** START Text shown **
The two incidents illustrated the climate of extreme tension that had developed. To Hun Sen, all means were good to prevent a FUNCINPEC-Khmer Rouge alliance and, in the process, to humble Ranariddh. Pol wanted a deal with FUNCINPEC but feared that by negotiating he would encourage other leaders to follow Ieng Sary’s lead and seek a separate accommodation with Hun Sen. Only Ranariddh himself seemed oblivious to the dangers. His insouciance would cost him dear.
On
May 16 1997
, a FUNCINPEC emissary travelled from Bangkok to meet Pol’s secretary, Tep Khunnal, at the border. Agreement was reached in principle for Khieu Samphân’s National Solidarity Party to join FUNCINPEC in a united front. On June 1, Samphân and Ranariddh met over lunch at the house of a Thai general in Prasa, twenty miles north of the border in Surin province, and confirmed the accord. Samphân said later that after this meeting, ‘I began to believe that what I had been waiting for was finally happening — the parliamentary road was becoming a reality’.
At this point the Prince made a serious misjudgement. Without consulting Samphân, FUNCINPEC announced that, as part of the agreement, Pol Pot, Mok and Son Sen would go into exile. The aim was to present the accord to Cambodians not as an electoral manoeuvre but as a statesmanlike effort to end the insurgency by bringing Khmer Rouge ‘moderates’ into the fold while banishing those viewed as hardliners. Indeed, Ranariddh was angling for something even better than banishment. With his blessing, Nhek Bunchhay had been negotiating with the US military attaché in Bangkok. As he explained,
the plan was to seize
Pol Pot and bring him to our base at Tatum, which is on the Thai-Cambodian border about twelve miles west of Anlong Veng. The US would send a helicopter from a naval ship in the Gulf of Thailand and fly him back to the ship. A unit of my troops actually set out from Tatum, but to reach the area where Pol Pot was, they had to travel through Thai territory
and as soon as they crossed the border Thai units pushed them back. I had arranged things with the Thai military on the border and they were prepared to cooperate. But then a senior commander — one of Chaovalit’s men — arrived from Bangkok by helicopter and vetoed the idea. So they wouldn’t let our troops come across. But it was close: we nearly succeeded.
** END Text shown **
** START Material for this task **
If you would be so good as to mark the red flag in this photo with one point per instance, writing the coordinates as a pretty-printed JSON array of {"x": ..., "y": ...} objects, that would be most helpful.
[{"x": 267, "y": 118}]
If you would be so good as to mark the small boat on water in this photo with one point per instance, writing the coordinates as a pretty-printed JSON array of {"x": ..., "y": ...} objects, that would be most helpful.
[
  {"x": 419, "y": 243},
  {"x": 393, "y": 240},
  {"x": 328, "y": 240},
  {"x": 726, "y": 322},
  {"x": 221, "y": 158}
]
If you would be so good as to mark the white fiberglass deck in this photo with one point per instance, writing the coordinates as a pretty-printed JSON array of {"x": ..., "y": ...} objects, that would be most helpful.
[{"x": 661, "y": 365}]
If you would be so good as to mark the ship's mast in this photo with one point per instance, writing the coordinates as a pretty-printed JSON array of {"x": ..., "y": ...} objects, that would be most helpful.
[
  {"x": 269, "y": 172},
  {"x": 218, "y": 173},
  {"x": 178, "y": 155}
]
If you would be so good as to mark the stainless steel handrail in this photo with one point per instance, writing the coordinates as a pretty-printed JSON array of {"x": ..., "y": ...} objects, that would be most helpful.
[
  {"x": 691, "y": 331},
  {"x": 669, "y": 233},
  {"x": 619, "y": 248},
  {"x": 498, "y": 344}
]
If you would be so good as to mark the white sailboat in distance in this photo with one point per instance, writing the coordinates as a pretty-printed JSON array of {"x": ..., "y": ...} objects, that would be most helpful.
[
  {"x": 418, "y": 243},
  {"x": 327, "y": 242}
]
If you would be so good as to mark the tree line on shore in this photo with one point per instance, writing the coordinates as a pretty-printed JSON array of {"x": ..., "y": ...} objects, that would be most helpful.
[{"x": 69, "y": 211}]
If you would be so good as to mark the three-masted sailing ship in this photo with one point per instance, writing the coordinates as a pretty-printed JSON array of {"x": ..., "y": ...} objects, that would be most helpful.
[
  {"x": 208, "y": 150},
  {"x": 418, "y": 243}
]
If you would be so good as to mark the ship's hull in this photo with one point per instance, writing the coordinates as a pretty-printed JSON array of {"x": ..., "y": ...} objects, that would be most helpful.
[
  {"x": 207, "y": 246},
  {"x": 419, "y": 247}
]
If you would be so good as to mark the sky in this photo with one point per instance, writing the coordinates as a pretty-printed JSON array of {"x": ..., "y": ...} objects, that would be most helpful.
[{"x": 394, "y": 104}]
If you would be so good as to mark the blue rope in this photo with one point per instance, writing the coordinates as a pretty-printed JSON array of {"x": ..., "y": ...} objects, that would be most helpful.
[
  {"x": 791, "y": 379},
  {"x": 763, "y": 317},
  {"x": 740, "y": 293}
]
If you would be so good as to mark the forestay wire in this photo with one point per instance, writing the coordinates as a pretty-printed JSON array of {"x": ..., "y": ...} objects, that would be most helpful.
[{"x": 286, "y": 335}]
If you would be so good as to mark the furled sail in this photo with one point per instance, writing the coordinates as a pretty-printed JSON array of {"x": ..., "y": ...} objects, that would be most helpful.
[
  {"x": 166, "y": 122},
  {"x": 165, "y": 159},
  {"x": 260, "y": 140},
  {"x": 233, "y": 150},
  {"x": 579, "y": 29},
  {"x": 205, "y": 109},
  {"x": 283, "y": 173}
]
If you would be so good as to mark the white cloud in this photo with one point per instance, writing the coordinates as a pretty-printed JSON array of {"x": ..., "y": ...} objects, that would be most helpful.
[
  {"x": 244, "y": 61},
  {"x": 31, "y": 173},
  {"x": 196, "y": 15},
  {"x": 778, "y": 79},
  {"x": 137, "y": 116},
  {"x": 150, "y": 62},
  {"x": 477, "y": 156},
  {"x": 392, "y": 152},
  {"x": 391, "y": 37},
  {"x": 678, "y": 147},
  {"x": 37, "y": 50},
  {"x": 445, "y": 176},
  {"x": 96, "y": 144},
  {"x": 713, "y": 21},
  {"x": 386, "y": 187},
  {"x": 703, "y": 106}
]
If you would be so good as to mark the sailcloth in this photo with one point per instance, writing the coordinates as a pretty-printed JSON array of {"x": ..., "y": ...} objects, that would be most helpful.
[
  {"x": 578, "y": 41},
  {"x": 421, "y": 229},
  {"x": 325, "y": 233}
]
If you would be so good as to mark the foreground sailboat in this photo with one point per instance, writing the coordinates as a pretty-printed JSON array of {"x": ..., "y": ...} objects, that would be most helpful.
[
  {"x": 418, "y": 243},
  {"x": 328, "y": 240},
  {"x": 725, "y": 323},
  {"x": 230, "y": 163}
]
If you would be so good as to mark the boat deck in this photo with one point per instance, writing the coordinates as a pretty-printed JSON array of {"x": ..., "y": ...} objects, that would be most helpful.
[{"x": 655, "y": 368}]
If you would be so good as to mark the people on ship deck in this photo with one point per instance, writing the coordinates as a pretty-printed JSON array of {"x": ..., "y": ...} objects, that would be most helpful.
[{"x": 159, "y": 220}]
** END Material for this task **
Tasks and exercises:
**1.** Please reproduce the passage on FUNCINPEC and the Khmer Rouge between "The two incidents" and "cost him dear.", inclusive.
**2.** Identify each line in the entries that contains the string "sailboat", treating uppercase and lowercase letters as different.

Problem solutions:
**1.**
The two incidents illustrated the climate of extreme tension that had developed. To Hun Sen, all means were good to prevent a FUNCINPEC-Khmer Rouge alliance and, in the process, to humble Ranariddh. Pol wanted a deal with FUNCINPEC but feared that by negotiating he would encourage other leaders to follow Ieng Sary’s lead and seek a separate accommodation with Hun Sen. Only Ranariddh himself seemed oblivious to the dangers. His insouciance would cost him dear.

**2.**
If you would be so good as to mark the white sailboat in distance in this photo with one point per instance, writing the coordinates as a pretty-printed JSON array of {"x": ..., "y": ...} objects, that would be most helpful.
If you would be so good as to mark the foreground sailboat in this photo with one point per instance, writing the coordinates as a pretty-printed JSON array of {"x": ..., "y": ...} objects, that would be most helpful.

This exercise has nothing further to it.